▶ **Source text**
**********
In early August, the House passed a bill to provide drought disaster assistance that would be paid for with cuts to conservation programs. The Senate is not expected to act on this bill. EESI joined with a coalition of groups to oppose attaching similar language to other must-pass legislation.

For previous reporting on H.R. 6233, the Agricultural Disaster Assistance Act of 2012 , which the House passed in early August, click here .

The following is the letter sent to the full House and Senate on September 11.

Dear Senator / Representative:

We the undersigned organizations understand the need to address disaster assistance and continue to believe the best way to accomplish that objective is to finalize a 5-year farm bill. The Senate-passed and House Committee-passed 5-year farm bills, though not the stand-alone House-passed disaster bill, include comprehensive disaster aid. The best disaster assistance bill is a new long-term farm bill and we encourage you to get the job done and pass a new farm bill yet this year.

If, however, a disaster relief package is brought to the floor as a stand-alone bill or included in a farm bill extension measure, we urge that mandatory farm bill conservation funding not be cut to pay for disaster assistance.
**********
▶ **Problems to solve**
1. According to the drought assistance text, on what date was the letter sent to the full House and Senate?
2. Duplicate the stretch of the drought assistance text that opens with "For previous reporting" and stops after "on September 11.".

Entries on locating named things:
**********
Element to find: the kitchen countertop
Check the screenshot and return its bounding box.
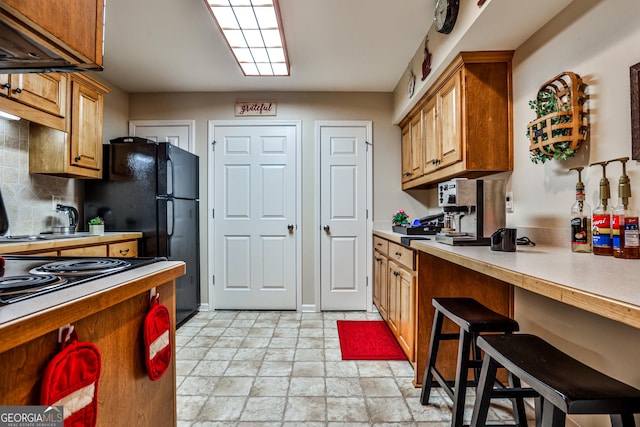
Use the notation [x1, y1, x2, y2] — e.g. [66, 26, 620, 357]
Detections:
[373, 229, 640, 329]
[0, 261, 186, 353]
[0, 231, 142, 254]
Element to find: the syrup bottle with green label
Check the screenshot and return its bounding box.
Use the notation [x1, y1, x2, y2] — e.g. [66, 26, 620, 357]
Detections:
[590, 161, 613, 256]
[614, 157, 640, 259]
[569, 166, 591, 253]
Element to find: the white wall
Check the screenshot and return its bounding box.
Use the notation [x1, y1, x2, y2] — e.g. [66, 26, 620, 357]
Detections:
[390, 0, 640, 427]
[507, 0, 640, 426]
[120, 92, 426, 305]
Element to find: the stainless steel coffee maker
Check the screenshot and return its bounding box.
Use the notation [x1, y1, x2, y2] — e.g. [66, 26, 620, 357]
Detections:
[436, 178, 506, 246]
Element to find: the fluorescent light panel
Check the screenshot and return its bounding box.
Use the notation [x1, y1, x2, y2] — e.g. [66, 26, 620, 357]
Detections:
[207, 0, 289, 76]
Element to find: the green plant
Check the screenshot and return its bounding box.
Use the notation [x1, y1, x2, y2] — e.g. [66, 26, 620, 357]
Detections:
[391, 209, 409, 225]
[89, 216, 104, 225]
[527, 90, 576, 164]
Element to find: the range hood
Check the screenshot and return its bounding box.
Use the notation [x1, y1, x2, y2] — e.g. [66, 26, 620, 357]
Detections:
[0, 22, 95, 73]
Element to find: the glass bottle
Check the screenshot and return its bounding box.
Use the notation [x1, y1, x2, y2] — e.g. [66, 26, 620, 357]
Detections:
[591, 161, 613, 256]
[570, 166, 591, 253]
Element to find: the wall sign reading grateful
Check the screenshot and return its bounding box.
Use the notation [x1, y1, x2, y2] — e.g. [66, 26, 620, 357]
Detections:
[236, 101, 278, 116]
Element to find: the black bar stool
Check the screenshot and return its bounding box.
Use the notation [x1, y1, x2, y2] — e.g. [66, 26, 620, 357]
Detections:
[471, 334, 640, 427]
[420, 298, 527, 427]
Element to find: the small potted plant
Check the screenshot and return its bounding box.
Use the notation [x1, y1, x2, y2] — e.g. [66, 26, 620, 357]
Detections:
[391, 209, 409, 226]
[89, 216, 104, 236]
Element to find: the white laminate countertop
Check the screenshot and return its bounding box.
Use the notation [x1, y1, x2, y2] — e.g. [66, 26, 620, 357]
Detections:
[374, 229, 640, 328]
[0, 261, 184, 331]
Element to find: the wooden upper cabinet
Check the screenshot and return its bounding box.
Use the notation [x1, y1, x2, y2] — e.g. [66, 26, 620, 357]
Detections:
[29, 73, 109, 178]
[8, 73, 67, 117]
[436, 72, 462, 167]
[69, 75, 104, 172]
[0, 0, 104, 70]
[402, 115, 424, 182]
[0, 73, 68, 130]
[400, 51, 513, 190]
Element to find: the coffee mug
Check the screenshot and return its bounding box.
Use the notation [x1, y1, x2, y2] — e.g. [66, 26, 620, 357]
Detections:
[491, 228, 518, 252]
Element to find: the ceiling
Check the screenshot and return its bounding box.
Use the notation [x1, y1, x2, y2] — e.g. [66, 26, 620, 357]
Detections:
[101, 0, 435, 93]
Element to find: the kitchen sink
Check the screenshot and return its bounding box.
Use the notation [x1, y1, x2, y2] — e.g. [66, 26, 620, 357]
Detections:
[0, 232, 93, 244]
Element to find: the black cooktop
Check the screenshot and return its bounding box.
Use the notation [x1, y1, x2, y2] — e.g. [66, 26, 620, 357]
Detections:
[0, 255, 167, 304]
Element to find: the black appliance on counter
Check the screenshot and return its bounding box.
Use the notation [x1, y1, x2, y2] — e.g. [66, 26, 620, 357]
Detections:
[0, 255, 166, 305]
[84, 137, 200, 325]
[392, 212, 444, 235]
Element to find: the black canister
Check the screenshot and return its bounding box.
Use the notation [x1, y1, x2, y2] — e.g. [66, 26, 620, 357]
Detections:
[491, 228, 518, 252]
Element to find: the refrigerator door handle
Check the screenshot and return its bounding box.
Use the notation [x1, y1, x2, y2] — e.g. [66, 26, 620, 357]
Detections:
[167, 199, 176, 257]
[167, 152, 176, 197]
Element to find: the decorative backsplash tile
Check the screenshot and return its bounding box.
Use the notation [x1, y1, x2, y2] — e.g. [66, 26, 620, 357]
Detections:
[0, 119, 81, 235]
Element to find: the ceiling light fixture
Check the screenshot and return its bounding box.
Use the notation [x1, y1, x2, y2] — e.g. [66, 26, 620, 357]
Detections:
[205, 0, 289, 76]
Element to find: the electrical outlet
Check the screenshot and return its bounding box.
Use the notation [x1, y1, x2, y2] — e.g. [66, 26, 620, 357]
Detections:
[504, 191, 513, 213]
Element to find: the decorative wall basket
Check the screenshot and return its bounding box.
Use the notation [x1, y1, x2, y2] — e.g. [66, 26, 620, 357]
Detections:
[527, 71, 588, 163]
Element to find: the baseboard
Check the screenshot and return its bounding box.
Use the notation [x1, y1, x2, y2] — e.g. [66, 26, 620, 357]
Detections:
[300, 304, 318, 313]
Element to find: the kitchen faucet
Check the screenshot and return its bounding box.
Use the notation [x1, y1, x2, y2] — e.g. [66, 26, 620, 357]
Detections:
[56, 204, 79, 231]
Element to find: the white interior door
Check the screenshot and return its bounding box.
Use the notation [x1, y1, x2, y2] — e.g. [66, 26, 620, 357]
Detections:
[318, 122, 371, 310]
[129, 120, 195, 153]
[212, 123, 298, 310]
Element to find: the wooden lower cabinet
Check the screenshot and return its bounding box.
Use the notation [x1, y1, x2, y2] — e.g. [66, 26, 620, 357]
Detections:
[373, 251, 389, 320]
[389, 261, 416, 362]
[373, 236, 416, 362]
[0, 272, 177, 426]
[373, 235, 513, 387]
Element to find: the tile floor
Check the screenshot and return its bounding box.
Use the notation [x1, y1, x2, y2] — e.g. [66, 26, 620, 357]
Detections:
[176, 311, 528, 427]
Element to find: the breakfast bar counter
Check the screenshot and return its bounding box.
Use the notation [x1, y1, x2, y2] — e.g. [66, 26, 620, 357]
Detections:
[0, 259, 185, 426]
[374, 230, 640, 329]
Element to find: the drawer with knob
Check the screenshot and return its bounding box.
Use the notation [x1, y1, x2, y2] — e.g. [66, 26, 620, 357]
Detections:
[373, 236, 389, 255]
[388, 242, 415, 270]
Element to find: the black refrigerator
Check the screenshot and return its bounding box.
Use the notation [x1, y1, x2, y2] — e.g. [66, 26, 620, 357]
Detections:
[84, 137, 200, 325]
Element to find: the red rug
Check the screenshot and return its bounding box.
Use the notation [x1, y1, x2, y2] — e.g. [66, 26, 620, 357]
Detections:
[337, 320, 407, 360]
**********
▶ **Full answers**
1. September 11

2.
For previous reporting on H.R. 6233, the Agricultural Disaster Assistance Act of 2012 , which the House passed in early August, click here .

The following is the letter sent to the full House and Senate on September 11.